THE EXERCISE: In the passage on location messaging, take the part that opens with "In other embodiments, location" and closes with "and/or client 114.", and write it out again with "mobile station 102" substituted for "mobile unit 102".

In other embodiments, location application 112 and/or location client 114 may be external application requesting the location information from mobile unit 102. In this case, the request may be processed generally as described above with GMLC 108 and SMLC 110 performing the location calculations (with or without information/data from mobile device 102) with the results being provided to application 112 and/or client 114.

Some of the positioning and control messages that may be used for GMLC 108 to communicate with a remotely located SMLC 110 (and vice versa) in accordance with the principles of a preferred embodiment of the present invention include the following:

RSP Positioning Messages:

• • RSP Perform_Location_Request
  • RSP Perform_Location_Response
  • RSP Perform_Location_Abort
  • RSP Measure_Position_Request
  • RSP Measure_Position_Response
  • RSP Reset
  • RSP Abort
  • RSP Reject

In some embodiments, RSP positioning messages may have the following structure:

Message Begin Flag
1 byte = 0xFF
Message Length Field
1 byte = lengths of the message after this field
RSP Positioning Message Type: (1 byte)

ENTRIES PROVIDED:
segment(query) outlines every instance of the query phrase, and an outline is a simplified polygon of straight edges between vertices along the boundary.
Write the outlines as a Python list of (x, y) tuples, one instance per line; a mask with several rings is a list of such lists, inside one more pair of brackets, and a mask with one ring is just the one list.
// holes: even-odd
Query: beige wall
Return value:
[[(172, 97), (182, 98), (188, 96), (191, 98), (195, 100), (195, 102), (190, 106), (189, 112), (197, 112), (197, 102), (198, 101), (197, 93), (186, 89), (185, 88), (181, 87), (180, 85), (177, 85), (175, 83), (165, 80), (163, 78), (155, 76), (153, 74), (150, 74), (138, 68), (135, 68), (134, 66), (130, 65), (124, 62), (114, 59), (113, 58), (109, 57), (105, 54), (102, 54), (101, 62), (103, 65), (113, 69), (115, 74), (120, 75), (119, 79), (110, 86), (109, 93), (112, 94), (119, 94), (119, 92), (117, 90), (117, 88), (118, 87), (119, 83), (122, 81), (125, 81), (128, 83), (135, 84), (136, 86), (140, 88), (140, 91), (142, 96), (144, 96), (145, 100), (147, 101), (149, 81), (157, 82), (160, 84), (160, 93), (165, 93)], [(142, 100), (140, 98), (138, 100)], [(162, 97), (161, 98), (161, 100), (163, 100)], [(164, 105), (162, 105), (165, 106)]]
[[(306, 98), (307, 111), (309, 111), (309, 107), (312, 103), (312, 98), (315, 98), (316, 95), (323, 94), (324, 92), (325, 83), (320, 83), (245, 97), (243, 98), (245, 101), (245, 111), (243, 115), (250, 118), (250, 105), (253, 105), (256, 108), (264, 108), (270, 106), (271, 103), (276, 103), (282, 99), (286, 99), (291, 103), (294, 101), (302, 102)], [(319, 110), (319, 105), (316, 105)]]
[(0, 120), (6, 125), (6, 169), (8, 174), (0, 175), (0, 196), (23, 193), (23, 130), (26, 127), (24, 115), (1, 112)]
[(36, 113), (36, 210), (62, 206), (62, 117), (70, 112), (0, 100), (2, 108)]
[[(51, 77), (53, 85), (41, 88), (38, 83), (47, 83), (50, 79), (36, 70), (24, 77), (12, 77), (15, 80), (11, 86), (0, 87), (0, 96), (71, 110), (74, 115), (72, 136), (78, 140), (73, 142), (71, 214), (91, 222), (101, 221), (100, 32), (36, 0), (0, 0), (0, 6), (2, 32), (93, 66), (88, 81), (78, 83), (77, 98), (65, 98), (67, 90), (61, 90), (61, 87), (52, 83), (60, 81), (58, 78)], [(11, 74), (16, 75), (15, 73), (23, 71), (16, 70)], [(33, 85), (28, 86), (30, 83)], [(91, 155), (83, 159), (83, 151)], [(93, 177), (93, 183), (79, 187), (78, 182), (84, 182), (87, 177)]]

WRITTEN RESPONSE:
In other embodiments, location application 112 and/or location client 114 may be external application requesting the location information from mobile station 102. In this case, the request may be processed generally as described above with GMLC 108 and SMLC 110 performing the location calculations (with or without information/data from mobile device 102) with the results being provided to application 112 and/or client 114.